### Directions for this task:
Count the lines below that contain the string "distant", with uppercase and lowercase treated as different. Reply with the number alone.

### Stored data:
--- begin ---

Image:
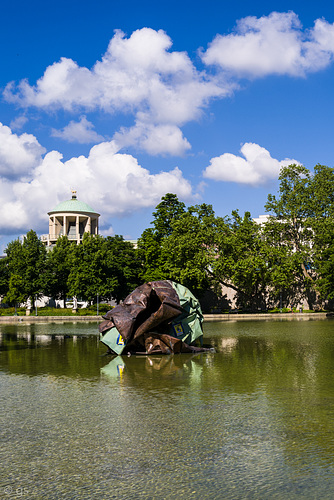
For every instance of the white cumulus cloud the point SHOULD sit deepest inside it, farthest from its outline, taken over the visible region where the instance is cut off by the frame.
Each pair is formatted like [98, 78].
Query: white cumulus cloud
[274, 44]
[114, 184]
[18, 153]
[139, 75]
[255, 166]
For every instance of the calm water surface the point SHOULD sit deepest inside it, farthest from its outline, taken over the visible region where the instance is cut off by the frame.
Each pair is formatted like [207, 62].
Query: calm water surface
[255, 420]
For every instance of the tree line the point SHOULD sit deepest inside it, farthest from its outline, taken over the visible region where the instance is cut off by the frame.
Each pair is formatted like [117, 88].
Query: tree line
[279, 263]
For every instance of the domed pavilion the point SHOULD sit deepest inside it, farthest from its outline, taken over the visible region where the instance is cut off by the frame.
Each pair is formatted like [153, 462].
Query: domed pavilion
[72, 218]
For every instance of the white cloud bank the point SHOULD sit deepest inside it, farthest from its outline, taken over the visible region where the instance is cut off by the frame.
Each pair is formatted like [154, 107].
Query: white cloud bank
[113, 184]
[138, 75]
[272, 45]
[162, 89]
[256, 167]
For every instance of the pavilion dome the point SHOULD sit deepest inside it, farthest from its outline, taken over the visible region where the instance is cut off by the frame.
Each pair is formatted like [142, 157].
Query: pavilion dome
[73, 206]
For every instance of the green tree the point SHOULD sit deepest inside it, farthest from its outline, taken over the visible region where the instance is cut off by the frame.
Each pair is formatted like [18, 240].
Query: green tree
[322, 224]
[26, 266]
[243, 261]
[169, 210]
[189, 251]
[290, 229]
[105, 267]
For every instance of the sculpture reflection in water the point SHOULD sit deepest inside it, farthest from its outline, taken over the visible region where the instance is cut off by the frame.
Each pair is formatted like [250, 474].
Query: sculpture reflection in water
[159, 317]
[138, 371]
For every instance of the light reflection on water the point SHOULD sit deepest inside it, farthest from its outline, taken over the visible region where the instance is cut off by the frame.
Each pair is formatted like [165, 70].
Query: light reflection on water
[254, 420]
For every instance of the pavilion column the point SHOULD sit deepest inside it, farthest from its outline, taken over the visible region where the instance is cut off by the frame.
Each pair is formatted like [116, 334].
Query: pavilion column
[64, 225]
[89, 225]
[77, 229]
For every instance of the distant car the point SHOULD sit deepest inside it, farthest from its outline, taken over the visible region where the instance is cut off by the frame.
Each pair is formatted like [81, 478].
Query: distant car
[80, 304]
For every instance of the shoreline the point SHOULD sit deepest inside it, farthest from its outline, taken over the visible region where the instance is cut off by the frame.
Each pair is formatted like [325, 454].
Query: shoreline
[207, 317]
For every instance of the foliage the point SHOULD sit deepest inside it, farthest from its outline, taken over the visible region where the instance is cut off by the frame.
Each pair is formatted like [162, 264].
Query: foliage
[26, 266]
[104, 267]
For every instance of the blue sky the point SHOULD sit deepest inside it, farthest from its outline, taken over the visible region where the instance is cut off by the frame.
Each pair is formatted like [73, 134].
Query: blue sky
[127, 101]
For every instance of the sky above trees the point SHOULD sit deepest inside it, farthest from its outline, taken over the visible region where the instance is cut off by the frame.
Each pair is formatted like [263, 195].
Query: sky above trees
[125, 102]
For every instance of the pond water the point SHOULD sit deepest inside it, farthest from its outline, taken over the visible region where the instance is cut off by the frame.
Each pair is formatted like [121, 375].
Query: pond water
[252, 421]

--- end ---
--- begin ---

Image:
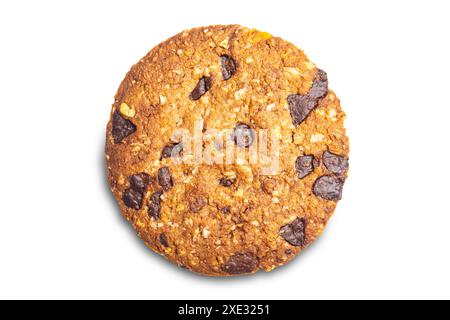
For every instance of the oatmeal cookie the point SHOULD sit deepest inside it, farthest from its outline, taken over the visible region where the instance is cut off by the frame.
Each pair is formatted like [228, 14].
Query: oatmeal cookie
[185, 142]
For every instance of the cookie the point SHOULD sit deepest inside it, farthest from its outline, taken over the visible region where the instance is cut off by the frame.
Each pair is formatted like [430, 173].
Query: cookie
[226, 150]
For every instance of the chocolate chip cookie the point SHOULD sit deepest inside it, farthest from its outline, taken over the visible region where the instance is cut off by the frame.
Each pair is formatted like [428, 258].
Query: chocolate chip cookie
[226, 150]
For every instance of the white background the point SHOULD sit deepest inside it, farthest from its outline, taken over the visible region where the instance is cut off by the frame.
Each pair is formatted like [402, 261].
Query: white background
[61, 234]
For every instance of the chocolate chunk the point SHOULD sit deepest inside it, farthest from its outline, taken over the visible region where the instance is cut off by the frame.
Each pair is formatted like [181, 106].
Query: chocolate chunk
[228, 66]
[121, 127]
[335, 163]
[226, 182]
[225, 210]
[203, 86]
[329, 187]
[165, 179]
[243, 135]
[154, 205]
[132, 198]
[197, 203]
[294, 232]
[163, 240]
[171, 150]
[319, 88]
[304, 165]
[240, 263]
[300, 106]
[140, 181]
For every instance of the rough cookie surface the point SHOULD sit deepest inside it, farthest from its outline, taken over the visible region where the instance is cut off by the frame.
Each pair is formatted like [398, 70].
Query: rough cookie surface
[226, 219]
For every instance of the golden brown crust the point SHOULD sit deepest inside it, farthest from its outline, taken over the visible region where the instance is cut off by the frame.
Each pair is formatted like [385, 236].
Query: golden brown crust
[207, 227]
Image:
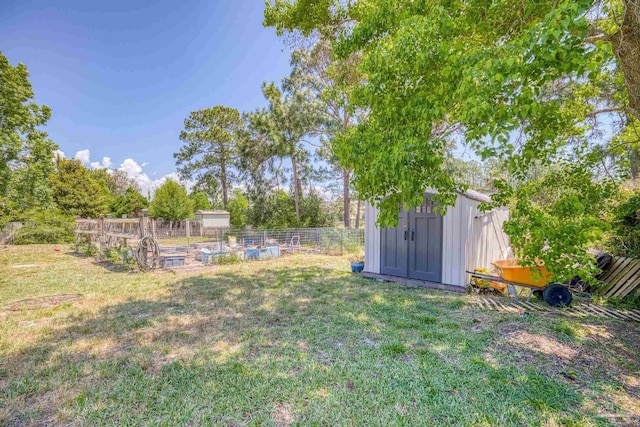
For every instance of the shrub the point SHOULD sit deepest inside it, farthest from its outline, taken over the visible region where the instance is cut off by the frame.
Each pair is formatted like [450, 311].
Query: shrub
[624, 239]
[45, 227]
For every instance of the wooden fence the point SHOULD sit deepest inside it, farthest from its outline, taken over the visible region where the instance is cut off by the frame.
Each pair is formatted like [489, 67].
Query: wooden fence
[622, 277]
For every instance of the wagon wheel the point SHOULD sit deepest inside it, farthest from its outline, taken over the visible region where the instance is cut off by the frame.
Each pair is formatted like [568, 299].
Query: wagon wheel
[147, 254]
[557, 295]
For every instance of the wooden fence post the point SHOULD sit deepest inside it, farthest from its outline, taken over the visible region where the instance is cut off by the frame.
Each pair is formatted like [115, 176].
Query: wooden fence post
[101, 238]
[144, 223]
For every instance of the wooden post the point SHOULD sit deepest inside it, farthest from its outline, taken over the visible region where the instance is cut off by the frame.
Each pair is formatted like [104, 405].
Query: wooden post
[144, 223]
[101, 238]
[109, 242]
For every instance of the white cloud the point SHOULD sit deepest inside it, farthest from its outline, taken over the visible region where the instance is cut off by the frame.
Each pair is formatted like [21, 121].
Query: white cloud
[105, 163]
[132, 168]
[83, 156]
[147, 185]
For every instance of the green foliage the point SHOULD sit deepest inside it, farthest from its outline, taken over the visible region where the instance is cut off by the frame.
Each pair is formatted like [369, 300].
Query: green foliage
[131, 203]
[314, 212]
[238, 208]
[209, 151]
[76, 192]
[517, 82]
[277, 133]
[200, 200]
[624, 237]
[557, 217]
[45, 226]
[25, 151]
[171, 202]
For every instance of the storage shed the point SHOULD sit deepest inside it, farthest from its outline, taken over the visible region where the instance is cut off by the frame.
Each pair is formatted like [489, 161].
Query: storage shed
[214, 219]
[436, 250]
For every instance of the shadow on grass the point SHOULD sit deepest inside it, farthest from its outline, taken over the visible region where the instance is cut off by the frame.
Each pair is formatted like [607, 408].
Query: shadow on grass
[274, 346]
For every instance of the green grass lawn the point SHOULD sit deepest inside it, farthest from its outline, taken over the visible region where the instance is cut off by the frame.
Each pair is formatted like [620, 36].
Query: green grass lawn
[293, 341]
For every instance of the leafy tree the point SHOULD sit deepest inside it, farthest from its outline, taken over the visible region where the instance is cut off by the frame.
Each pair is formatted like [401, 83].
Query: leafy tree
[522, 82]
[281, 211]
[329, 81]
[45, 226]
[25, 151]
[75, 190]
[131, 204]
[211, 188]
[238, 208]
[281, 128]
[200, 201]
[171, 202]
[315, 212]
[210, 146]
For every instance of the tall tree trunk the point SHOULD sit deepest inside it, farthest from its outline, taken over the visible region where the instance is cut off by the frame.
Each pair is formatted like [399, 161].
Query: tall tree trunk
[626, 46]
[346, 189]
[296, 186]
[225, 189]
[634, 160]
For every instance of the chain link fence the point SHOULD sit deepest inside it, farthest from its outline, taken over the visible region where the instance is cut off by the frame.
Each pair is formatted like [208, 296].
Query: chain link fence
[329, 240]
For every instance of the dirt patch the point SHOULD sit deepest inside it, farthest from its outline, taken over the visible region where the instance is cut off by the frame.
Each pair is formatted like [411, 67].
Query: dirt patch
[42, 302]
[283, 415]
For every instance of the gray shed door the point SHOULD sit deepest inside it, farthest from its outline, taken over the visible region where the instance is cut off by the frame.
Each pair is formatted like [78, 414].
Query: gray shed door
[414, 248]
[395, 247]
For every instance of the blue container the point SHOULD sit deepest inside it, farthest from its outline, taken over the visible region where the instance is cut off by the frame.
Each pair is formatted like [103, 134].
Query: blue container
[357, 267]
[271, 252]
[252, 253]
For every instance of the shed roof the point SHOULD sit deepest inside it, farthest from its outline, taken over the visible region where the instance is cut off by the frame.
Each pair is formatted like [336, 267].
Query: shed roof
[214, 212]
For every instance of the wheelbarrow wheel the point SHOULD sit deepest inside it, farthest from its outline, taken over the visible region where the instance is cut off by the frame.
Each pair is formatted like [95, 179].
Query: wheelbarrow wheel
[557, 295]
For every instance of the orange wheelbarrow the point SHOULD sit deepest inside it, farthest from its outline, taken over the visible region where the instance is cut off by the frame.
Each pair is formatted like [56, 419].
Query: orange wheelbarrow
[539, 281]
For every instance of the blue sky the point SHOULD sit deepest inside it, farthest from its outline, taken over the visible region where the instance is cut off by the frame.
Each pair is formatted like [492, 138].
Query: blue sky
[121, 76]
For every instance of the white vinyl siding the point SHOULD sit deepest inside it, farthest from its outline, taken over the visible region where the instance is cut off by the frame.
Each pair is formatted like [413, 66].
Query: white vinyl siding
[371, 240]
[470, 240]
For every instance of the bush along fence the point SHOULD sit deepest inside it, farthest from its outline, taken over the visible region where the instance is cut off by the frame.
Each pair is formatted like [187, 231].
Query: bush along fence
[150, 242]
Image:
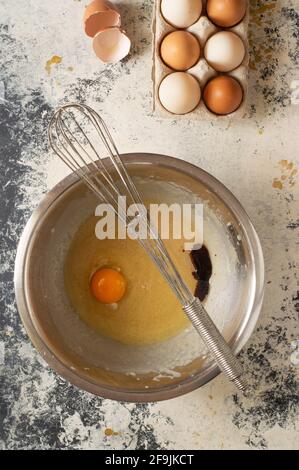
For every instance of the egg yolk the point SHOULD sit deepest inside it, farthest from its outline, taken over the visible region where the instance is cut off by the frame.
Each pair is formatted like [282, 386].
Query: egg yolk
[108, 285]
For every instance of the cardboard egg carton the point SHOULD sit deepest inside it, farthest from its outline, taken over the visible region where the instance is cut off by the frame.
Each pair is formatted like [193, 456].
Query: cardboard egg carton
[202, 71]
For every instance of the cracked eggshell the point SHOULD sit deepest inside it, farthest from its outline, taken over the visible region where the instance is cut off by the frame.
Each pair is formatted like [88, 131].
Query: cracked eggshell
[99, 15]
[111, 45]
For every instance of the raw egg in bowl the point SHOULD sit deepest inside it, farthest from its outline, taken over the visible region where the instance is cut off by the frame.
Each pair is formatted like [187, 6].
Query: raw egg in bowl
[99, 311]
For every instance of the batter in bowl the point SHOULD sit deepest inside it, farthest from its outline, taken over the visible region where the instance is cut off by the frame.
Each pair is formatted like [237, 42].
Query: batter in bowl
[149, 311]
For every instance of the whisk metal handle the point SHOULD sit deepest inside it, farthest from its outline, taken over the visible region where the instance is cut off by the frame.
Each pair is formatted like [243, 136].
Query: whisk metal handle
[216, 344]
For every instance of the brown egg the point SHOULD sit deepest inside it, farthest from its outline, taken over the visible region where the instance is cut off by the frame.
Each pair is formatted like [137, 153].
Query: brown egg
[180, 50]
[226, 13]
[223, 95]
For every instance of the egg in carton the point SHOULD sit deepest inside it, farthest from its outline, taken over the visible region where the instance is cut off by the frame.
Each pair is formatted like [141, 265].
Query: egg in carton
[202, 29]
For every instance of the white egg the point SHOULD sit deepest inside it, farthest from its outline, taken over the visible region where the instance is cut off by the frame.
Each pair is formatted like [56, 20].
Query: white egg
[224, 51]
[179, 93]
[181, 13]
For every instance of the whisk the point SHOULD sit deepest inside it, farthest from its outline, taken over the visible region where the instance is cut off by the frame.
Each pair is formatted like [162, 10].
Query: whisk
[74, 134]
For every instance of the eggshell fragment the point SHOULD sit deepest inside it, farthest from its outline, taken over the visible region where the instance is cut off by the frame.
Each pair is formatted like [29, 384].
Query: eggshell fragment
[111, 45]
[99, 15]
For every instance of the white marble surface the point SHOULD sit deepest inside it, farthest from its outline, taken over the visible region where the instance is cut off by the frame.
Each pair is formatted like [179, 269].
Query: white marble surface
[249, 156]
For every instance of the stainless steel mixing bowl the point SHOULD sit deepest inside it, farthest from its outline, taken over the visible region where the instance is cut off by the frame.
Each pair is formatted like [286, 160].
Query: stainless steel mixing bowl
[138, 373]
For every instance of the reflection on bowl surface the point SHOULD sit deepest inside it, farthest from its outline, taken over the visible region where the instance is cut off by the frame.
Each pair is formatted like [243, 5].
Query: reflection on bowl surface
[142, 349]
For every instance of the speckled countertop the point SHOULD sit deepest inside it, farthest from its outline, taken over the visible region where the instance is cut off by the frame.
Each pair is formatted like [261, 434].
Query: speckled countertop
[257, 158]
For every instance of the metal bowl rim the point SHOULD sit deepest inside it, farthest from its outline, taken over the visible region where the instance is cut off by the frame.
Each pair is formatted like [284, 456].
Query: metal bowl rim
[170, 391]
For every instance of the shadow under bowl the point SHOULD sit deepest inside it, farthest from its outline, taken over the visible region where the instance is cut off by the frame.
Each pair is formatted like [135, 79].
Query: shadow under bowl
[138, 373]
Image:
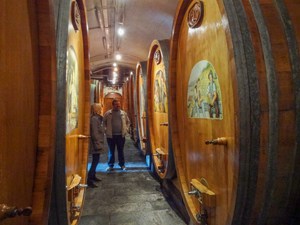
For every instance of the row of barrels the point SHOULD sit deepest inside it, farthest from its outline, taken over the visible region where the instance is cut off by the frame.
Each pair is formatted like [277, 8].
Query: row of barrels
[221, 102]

--- end ---

### Finished task:
2